* _Provided entries_:
---
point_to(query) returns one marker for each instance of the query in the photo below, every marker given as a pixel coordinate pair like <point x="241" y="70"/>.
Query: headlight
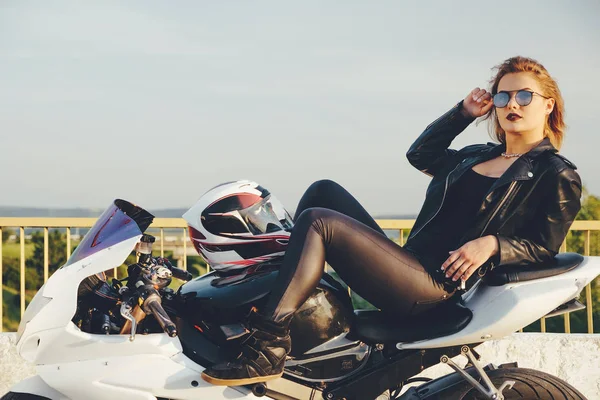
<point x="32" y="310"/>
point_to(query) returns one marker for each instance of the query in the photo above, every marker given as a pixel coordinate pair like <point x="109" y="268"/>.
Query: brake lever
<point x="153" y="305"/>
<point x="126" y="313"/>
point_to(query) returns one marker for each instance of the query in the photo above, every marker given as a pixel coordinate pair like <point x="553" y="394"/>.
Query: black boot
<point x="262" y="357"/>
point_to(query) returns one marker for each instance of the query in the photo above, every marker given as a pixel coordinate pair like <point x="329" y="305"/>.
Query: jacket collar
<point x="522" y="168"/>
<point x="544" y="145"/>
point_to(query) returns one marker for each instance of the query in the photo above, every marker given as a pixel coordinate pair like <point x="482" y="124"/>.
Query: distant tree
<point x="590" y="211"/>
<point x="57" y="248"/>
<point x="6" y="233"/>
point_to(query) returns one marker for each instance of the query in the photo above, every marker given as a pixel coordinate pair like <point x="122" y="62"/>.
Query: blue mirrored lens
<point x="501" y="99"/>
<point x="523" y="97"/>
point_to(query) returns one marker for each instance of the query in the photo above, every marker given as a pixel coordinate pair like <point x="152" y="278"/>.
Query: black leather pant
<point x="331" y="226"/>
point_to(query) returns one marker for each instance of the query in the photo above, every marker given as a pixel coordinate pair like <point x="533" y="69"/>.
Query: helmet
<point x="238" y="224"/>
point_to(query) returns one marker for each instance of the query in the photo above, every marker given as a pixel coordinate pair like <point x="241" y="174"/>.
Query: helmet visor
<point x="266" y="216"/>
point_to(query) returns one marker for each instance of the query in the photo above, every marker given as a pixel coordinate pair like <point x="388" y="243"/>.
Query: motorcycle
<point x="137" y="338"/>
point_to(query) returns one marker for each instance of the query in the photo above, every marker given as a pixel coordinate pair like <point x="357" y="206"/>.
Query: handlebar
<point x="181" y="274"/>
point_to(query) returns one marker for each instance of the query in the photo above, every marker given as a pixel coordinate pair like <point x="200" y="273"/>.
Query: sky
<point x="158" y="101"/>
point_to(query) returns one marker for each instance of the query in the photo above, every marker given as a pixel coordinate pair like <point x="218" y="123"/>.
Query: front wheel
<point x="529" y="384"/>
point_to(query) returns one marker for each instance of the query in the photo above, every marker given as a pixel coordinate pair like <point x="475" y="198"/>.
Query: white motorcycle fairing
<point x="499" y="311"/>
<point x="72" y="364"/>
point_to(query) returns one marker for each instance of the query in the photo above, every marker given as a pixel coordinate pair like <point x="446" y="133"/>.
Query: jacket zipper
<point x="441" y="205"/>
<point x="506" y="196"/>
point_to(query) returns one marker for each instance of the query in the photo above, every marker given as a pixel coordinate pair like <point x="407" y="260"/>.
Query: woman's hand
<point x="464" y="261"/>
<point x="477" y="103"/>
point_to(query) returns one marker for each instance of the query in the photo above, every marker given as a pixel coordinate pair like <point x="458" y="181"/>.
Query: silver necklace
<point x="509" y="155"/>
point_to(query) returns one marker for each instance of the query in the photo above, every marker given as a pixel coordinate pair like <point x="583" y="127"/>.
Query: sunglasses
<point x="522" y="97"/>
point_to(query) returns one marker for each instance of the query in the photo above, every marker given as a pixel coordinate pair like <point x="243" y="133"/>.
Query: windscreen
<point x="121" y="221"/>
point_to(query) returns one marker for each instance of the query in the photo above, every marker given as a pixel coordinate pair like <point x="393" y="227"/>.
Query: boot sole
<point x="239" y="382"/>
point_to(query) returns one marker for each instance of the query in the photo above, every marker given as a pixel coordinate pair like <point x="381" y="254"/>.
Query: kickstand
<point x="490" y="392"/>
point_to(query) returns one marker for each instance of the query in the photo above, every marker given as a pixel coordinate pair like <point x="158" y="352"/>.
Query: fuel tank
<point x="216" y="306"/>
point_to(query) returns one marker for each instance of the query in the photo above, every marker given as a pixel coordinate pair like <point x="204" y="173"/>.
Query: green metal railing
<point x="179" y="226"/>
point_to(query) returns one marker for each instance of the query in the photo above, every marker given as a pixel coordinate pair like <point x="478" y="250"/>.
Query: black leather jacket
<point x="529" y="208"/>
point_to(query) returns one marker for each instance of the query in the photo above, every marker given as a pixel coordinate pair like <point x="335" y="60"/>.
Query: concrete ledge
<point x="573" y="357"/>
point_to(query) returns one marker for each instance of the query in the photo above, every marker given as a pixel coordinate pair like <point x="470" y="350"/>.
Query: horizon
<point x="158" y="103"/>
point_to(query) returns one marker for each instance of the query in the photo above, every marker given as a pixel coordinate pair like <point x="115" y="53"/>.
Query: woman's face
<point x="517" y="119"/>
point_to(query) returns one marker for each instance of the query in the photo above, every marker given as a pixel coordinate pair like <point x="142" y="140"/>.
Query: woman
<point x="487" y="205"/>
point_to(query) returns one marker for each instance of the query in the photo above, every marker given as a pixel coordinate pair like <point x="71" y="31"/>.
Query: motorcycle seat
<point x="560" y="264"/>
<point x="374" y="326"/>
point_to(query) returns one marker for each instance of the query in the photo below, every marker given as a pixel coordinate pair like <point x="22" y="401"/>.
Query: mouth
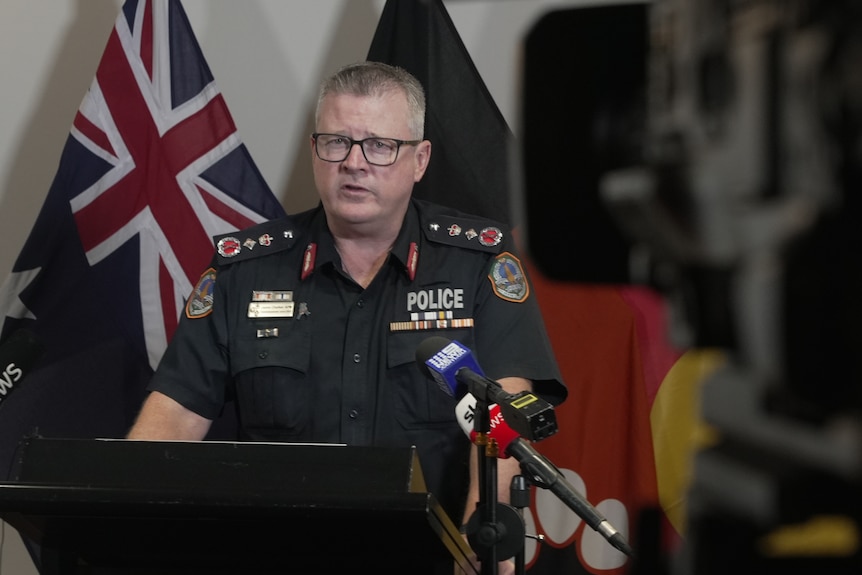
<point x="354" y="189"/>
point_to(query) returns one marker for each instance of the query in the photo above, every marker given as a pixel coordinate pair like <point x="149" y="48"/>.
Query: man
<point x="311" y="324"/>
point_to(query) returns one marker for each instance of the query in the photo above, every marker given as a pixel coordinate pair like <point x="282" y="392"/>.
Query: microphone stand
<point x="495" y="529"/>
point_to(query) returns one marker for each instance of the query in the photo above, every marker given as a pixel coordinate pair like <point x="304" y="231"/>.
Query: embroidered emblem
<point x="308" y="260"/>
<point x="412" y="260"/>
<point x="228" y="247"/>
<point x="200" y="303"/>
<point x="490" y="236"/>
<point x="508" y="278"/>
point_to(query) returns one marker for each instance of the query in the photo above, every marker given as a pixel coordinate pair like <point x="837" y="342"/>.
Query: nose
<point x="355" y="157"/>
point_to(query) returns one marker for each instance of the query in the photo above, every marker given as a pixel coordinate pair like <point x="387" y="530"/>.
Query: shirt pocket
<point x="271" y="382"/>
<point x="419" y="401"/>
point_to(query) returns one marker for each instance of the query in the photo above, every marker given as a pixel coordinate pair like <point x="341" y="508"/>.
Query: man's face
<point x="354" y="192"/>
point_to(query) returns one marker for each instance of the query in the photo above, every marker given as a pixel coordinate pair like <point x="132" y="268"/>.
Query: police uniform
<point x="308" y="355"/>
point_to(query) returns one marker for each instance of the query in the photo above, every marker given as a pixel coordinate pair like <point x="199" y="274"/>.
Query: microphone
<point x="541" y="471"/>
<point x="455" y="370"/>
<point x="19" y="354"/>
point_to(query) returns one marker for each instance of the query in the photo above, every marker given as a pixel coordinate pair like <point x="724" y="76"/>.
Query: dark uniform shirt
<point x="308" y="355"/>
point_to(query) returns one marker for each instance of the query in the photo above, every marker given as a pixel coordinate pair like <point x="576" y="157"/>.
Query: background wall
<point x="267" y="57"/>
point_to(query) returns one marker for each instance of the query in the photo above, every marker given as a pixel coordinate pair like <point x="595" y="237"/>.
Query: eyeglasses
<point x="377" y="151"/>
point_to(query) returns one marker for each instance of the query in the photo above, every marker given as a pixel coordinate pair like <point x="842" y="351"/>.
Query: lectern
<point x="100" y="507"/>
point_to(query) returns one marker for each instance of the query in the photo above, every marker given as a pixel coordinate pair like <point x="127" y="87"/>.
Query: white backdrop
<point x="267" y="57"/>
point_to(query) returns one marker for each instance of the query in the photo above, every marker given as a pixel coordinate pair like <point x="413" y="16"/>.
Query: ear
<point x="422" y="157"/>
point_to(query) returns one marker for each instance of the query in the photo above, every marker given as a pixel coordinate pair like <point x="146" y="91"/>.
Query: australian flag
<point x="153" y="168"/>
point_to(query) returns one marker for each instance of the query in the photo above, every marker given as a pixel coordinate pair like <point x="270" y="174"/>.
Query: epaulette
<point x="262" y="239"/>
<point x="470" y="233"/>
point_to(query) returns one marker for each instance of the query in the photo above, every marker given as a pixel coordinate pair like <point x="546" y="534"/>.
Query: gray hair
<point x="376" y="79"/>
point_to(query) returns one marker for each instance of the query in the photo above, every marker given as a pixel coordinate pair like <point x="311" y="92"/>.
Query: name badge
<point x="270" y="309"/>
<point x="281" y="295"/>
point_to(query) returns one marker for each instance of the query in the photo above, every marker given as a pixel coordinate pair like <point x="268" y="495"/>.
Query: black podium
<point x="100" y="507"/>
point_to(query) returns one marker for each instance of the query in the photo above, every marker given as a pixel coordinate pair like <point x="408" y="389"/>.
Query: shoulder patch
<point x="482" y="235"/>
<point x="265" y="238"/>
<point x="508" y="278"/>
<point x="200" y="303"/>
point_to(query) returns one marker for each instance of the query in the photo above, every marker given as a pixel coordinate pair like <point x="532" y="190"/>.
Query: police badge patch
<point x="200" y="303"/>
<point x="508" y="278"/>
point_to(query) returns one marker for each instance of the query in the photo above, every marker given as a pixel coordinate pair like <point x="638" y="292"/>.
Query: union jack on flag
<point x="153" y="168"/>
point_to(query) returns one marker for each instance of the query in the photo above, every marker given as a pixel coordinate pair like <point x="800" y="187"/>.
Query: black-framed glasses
---
* _Problem to solve_:
Wherever the string "below" appears in a line of the records above, copy that line.

* _Written answer_:
point_to(query) returns one marker for each instance of the query in the photo below, every marker given as a pixel coordinate pair like <point x="241" y="70"/>.
point_to(query) returns one marker for each instance of the query in the photo below, every marker given as a pixel coordinate pair like <point x="22" y="401"/>.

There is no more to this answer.